Directions: Rewrite the rows below, replacing "marker" with "pin" wherever it appears and leaving everything else unchanged.
--- Begin Data in this exercise ---
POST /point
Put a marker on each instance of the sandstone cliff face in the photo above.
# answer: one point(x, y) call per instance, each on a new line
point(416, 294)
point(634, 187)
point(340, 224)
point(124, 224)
--- End Data in this exercise ---
Solution for this problem:
POST /point
Put a pin on each instance of the sandstone cliff face in the photo above.
# answer: one point(x, y) call per instance, each on a new line
point(416, 294)
point(634, 187)
point(340, 224)
point(124, 224)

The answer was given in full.